[Excerpts from location labeling data]
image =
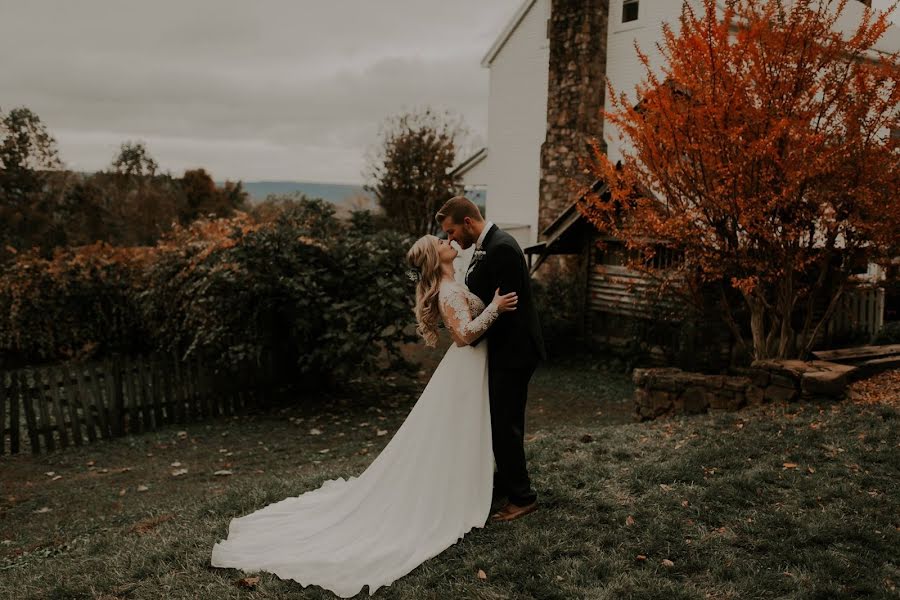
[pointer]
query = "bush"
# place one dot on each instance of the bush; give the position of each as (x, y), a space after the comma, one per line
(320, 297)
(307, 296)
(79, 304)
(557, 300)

==

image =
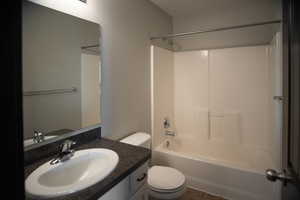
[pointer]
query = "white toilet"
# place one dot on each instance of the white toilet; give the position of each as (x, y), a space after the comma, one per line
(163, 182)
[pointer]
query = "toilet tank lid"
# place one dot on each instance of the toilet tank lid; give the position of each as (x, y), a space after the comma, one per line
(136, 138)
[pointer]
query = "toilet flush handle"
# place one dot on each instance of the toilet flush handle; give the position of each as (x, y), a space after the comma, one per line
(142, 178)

Your instructions.
Please identify every line in the records above that contains the string "flush" and copy each one in full. Count only matches with the same capitalization.

Reply to the exercise.
query = "toilet flush handle"
# place one dot on each instance of the toilet flush handle; give the position of each as (x, y), a space after the comma, one per line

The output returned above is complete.